Comparative impact of tertiary lymphoid structures and tumor-infiltrating lymphocytes in cholangiocarcinoma.

Background: Cholangiocarcinoma is a challenging malignancy with limited responses to conventional therapies, particularly immune checkpoint inhibitor therapy. Tumor-infiltrating lymphocytes (TILs) and tertiary lymphoid structures (TLSs) are key components of the tumor microenvironment (TME) and have been implicated in the immune response to cancer. However, the role and difference of TLSs and TILs in patients with cholangiocarcinoma remains unclear. This study elucidates their contributions to the TME.

Methods: We examined 16 tumor samples from a single-arm, phase II trial of nivolumab plus modified gemcitabine and S-1 and various datasets. Immunohistochemistry and RNA sequencing were employed to assess TLSs and TILs presence and activity. Differential gene expression and signature of immune cell composition were examined by GeoMx Digital Spatial Profiler and Cancer Transcriptome Altas analysis.

-*-*-

> [Work task]: Can you reproduce the cholangiocarcinoma abstract word for word, starting with "Methods: We examined" and going on through "Transcriptome Altas analysis."? The lines that come next are separate material, apart from the cholangiocarcinoma abstract.

-*-*-

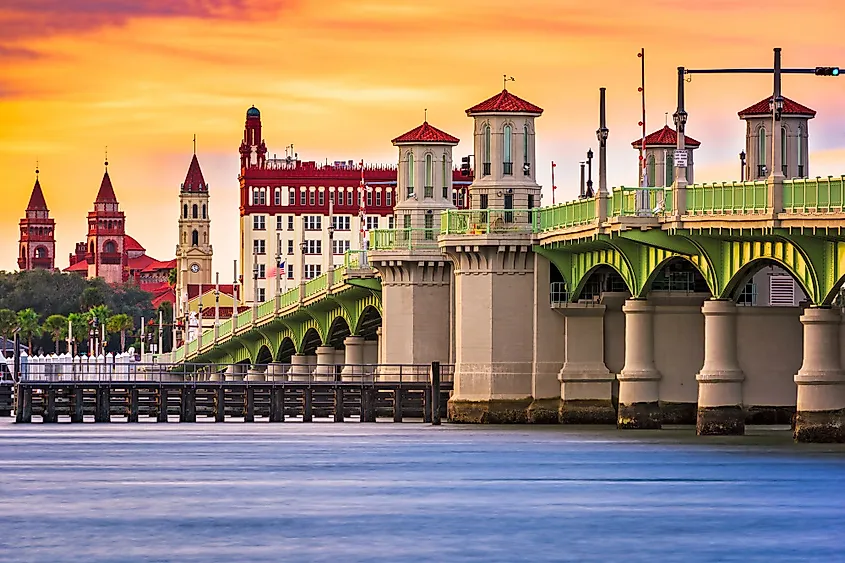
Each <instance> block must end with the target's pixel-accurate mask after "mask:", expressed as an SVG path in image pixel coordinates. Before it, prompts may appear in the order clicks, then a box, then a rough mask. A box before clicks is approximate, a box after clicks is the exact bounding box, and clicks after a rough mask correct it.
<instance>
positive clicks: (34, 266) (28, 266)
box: [18, 170, 56, 271]
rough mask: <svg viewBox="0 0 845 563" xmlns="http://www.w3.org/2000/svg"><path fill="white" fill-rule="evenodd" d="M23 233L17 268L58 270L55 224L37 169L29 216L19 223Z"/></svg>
mask: <svg viewBox="0 0 845 563" xmlns="http://www.w3.org/2000/svg"><path fill="white" fill-rule="evenodd" d="M20 230H21V238H20V240H19V242H18V268H19V269H20V270H21V271H24V270H36V269H45V270H53V269H54V268H55V267H56V224H55V221H54V220H53V219H52V218H50V210H49V209H48V208H47V202H46V201H45V200H44V192H43V191H41V182H40V181H39V179H38V170H36V171H35V185H34V186H33V188H32V195H31V196H30V197H29V204H28V205H27V206H26V216H25V217H24V218H23V219H21V221H20Z"/></svg>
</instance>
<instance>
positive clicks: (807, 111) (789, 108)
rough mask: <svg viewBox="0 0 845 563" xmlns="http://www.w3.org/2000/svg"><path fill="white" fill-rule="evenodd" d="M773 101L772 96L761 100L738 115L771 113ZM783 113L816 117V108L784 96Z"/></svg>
mask: <svg viewBox="0 0 845 563" xmlns="http://www.w3.org/2000/svg"><path fill="white" fill-rule="evenodd" d="M771 101H772V96H769V97H768V98H765V99H763V100H760V101H759V102H757V103H756V104H754V105H753V106H749V107H747V108H745V109H744V110H742V111H741V112H739V113H738V114H737V115H739V116H740V117H749V116H752V115H771V114H772V112H771V110H769V102H771ZM783 115H806V116H808V117H811V118H812V117H815V116H816V110H812V109H810V108H808V107H807V106H803V105H801V104H799V103H798V102H796V101H794V100H790V99H789V98H787V97H786V96H784V98H783Z"/></svg>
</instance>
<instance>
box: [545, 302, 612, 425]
mask: <svg viewBox="0 0 845 563" xmlns="http://www.w3.org/2000/svg"><path fill="white" fill-rule="evenodd" d="M558 310H559V311H560V312H561V313H563V315H564V317H565V318H566V335H565V339H564V347H565V350H566V361H565V362H564V364H563V368H562V369H561V370H560V373H559V374H558V379H559V380H560V398H561V402H560V422H562V423H564V424H613V423H614V422H615V421H616V410H615V409H614V408H613V400H612V393H613V390H612V387H613V380H614V379H615V377H614V376H613V374H611V373H610V370H608V369H607V366H606V365H605V363H604V311H605V306H604V305H592V304H589V305H582V304H578V303H570V304H567V306H566V307H565V308H561V309H558Z"/></svg>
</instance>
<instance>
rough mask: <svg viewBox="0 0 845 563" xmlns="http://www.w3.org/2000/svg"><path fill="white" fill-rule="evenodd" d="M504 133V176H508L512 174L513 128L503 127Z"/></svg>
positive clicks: (508, 127)
mask: <svg viewBox="0 0 845 563" xmlns="http://www.w3.org/2000/svg"><path fill="white" fill-rule="evenodd" d="M504 133H505V139H504V141H505V142H504V165H505V167H504V174H505V175H506V176H510V175H512V174H513V143H512V140H513V128H512V127H511V126H510V125H505V131H504Z"/></svg>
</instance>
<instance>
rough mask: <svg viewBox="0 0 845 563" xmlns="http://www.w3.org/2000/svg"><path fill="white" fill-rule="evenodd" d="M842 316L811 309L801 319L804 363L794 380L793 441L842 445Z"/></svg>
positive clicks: (843, 404) (844, 375) (844, 387)
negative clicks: (824, 442) (840, 338)
mask: <svg viewBox="0 0 845 563" xmlns="http://www.w3.org/2000/svg"><path fill="white" fill-rule="evenodd" d="M840 323H841V313H840V312H839V311H838V310H836V309H824V308H820V307H811V308H809V309H807V310H805V311H804V314H803V315H801V324H803V325H804V363H803V365H802V366H801V369H800V370H798V374H797V375H796V376H795V383H796V384H798V406H797V413H796V415H795V440H796V441H798V442H845V373H843V370H842V359H841V341H840V335H839V331H840Z"/></svg>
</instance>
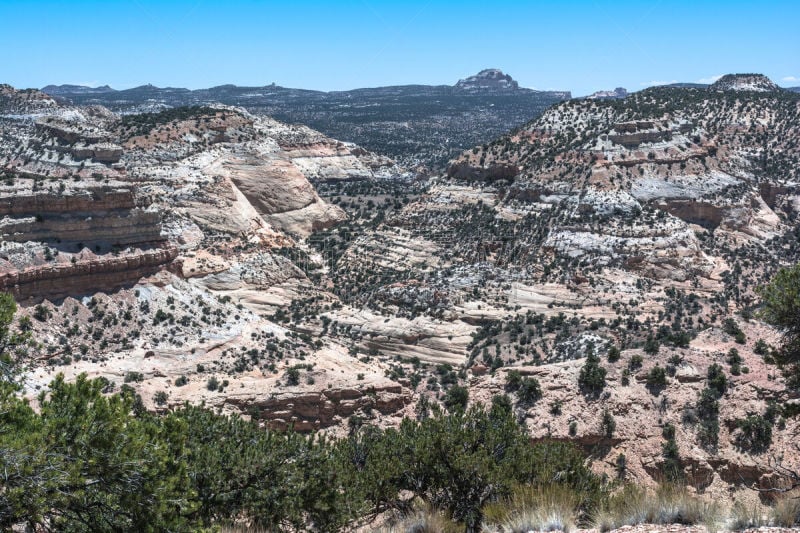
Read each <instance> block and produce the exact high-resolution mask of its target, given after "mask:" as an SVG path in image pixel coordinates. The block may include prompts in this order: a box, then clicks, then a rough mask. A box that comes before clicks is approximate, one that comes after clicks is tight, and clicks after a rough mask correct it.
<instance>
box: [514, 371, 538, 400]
mask: <svg viewBox="0 0 800 533" xmlns="http://www.w3.org/2000/svg"><path fill="white" fill-rule="evenodd" d="M541 397H542V387H541V386H540V385H539V381H538V380H537V379H536V378H534V377H528V378H524V379H523V380H522V383H521V384H520V387H519V390H518V391H517V403H518V404H520V405H532V404H534V403H536V402H537V401H539V400H540V399H541Z"/></svg>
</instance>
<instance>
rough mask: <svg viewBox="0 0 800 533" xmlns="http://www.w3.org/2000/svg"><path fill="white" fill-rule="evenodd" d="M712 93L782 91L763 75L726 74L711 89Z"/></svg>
mask: <svg viewBox="0 0 800 533" xmlns="http://www.w3.org/2000/svg"><path fill="white" fill-rule="evenodd" d="M709 90H711V91H752V92H759V93H766V92H772V91H779V90H781V88H780V87H778V85H777V84H776V83H775V82H774V81H772V80H771V79H769V78H768V77H766V76H764V75H763V74H726V75H725V76H723V77H721V78H720V79H718V80H717V81H715V82H714V83H712V84H711V86H710V87H709Z"/></svg>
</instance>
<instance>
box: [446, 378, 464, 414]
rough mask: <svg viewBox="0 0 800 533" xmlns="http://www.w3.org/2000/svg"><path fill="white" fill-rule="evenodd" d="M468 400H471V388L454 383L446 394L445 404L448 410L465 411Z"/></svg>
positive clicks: (449, 410)
mask: <svg viewBox="0 0 800 533" xmlns="http://www.w3.org/2000/svg"><path fill="white" fill-rule="evenodd" d="M467 401H469V390H468V389H467V388H466V387H462V386H461V385H453V386H452V387H450V388H449V389H447V392H446V393H445V395H444V401H443V403H444V406H445V407H446V408H447V410H448V411H450V412H451V413H452V412H455V411H463V410H464V409H466V408H467Z"/></svg>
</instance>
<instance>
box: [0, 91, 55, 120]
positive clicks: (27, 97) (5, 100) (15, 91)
mask: <svg viewBox="0 0 800 533" xmlns="http://www.w3.org/2000/svg"><path fill="white" fill-rule="evenodd" d="M56 107H58V103H57V102H56V101H55V100H54V99H53V98H51V97H50V96H49V95H47V94H45V93H43V92H41V91H39V90H36V89H15V88H14V87H12V86H10V85H7V84H0V113H7V114H10V115H22V114H27V113H37V112H42V111H49V110H52V109H54V108H56Z"/></svg>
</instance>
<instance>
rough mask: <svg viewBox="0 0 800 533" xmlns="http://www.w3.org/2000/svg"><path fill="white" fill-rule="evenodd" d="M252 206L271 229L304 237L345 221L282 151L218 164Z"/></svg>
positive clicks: (235, 154) (224, 158) (240, 157)
mask: <svg viewBox="0 0 800 533" xmlns="http://www.w3.org/2000/svg"><path fill="white" fill-rule="evenodd" d="M219 165H220V167H221V168H219V167H214V169H215V171H216V170H217V168H219V172H220V174H222V175H225V176H228V177H229V178H230V179H231V181H232V182H233V183H234V184H235V185H236V187H237V188H238V189H239V190H240V191H241V192H242V194H244V196H245V197H246V198H247V199H248V201H250V203H251V204H252V205H253V207H255V208H256V210H257V211H258V212H259V213H260V214H261V215H262V216H263V217H264V218H265V219H266V220H268V221H269V222H270V223H271V224H272V225H273V226H275V227H276V228H278V229H280V230H282V231H285V232H287V233H289V234H294V235H301V236H306V235H308V234H310V233H311V232H312V231H314V230H318V229H324V228H327V227H330V226H332V225H334V224H336V223H338V222H341V221H343V220H345V218H346V216H345V214H344V212H343V211H342V210H341V209H339V208H338V207H336V206H332V205H329V204H327V203H325V202H324V201H323V200H322V199H321V198H320V197H319V196H318V195H317V193H316V191H315V190H314V187H313V186H312V185H311V183H309V181H308V179H307V178H306V176H305V175H304V174H303V173H302V172H301V170H300V169H299V168H298V167H297V165H295V164H294V162H293V160H292V159H291V158H289V157H286V156H285V155H284V154H283V153H282V152H278V153H274V152H273V153H271V154H270V153H267V154H264V153H258V152H250V153H240V154H229V155H227V156H225V157H224V158H223V160H221V161H220V162H219Z"/></svg>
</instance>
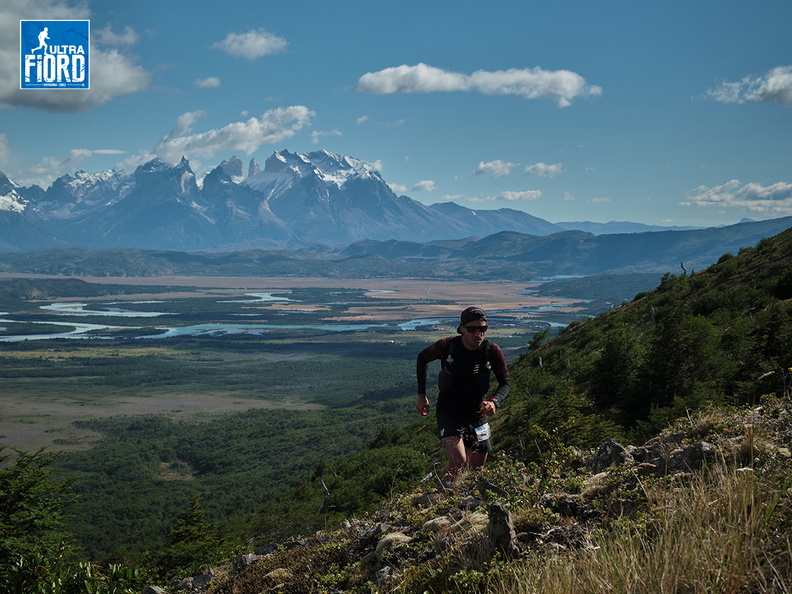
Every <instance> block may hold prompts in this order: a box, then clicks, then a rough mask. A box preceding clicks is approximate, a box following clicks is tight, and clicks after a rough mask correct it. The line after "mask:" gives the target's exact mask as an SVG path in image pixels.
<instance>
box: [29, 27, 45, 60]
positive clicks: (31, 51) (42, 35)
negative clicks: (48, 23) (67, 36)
mask: <svg viewBox="0 0 792 594" xmlns="http://www.w3.org/2000/svg"><path fill="white" fill-rule="evenodd" d="M47 39H49V27H44V30H43V31H42V32H41V33H39V46H38V47H37V48H34V49H33V50H31V52H30V53H31V54H32V53H35V51H36V50H37V49H42V48H44V53H45V54H46V53H47Z"/></svg>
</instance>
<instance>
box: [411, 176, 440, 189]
mask: <svg viewBox="0 0 792 594" xmlns="http://www.w3.org/2000/svg"><path fill="white" fill-rule="evenodd" d="M436 189H437V184H436V183H435V182H434V181H432V180H431V179H425V180H422V181H419V182H418V183H417V184H415V185H414V186H413V190H412V191H413V192H433V191H434V190H436Z"/></svg>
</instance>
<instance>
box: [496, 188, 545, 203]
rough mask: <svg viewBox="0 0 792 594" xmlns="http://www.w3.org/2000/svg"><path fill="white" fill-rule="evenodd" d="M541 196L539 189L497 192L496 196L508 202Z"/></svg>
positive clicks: (502, 199)
mask: <svg viewBox="0 0 792 594" xmlns="http://www.w3.org/2000/svg"><path fill="white" fill-rule="evenodd" d="M541 197H542V192H541V191H540V190H525V191H523V192H513V191H509V190H507V191H505V192H501V193H500V194H498V198H499V199H500V200H507V201H509V202H515V201H524V200H536V199H537V198H541Z"/></svg>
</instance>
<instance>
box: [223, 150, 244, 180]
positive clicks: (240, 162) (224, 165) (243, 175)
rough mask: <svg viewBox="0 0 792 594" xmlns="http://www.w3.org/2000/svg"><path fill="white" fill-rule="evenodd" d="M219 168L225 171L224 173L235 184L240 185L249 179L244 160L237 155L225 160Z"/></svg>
mask: <svg viewBox="0 0 792 594" xmlns="http://www.w3.org/2000/svg"><path fill="white" fill-rule="evenodd" d="M219 167H220V168H221V169H222V170H223V173H225V174H227V175H228V176H229V177H230V178H231V179H232V180H233V181H234V183H237V184H240V183H242V182H243V181H245V178H247V176H246V175H245V164H244V163H242V159H240V158H239V157H238V156H236V155H234V156H233V157H231V158H230V159H225V160H224V161H223V162H222V163H220V165H219Z"/></svg>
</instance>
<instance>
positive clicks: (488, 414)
mask: <svg viewBox="0 0 792 594" xmlns="http://www.w3.org/2000/svg"><path fill="white" fill-rule="evenodd" d="M481 410H482V411H483V412H484V414H485V415H487V416H488V417H491V416H493V415H494V414H495V411H496V410H497V408H496V406H495V403H494V402H492V400H485V401H484V402H482V403H481Z"/></svg>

-*-*-

> [Reply to the exercise]:
Methods: We examined 16 tumor samples from a single-arm, phase II trial of nivolumab plus modified gemcitabine and S-1 and various datasets. Immunohistochemistry and RNA sequencing were employed to assess TLSs and TILs presence and activity. Differential gene expression and signature of immune cell composition were examined by GeoMx Digital Spatial Profiler and Cancer Transcriptome Altas analysis.